Exercise goal> Give a count of the lines below that have the string "locate" in them, with no other words.

Records for the task>
* * * * *
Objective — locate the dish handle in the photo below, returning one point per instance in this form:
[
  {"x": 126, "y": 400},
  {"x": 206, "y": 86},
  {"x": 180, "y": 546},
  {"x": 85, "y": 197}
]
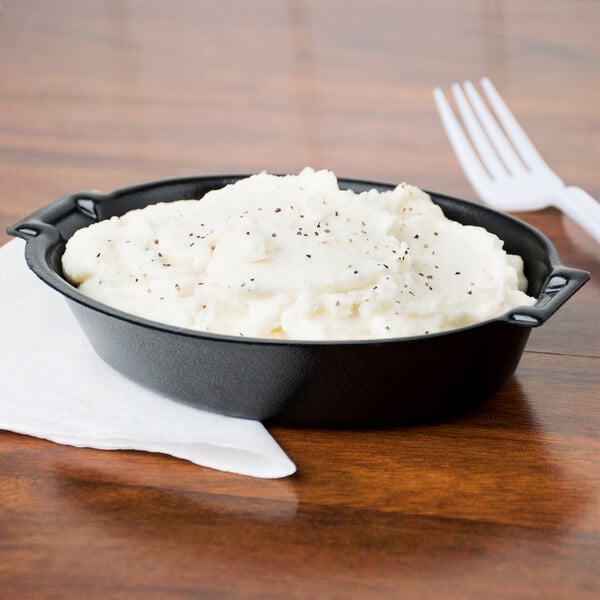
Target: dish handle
[{"x": 562, "y": 283}]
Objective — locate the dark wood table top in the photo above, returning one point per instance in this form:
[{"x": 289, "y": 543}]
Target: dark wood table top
[{"x": 503, "y": 502}]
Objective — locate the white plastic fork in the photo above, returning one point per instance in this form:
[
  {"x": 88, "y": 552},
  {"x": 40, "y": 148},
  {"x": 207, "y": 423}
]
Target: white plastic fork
[{"x": 502, "y": 164}]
* * * * *
Task output> 3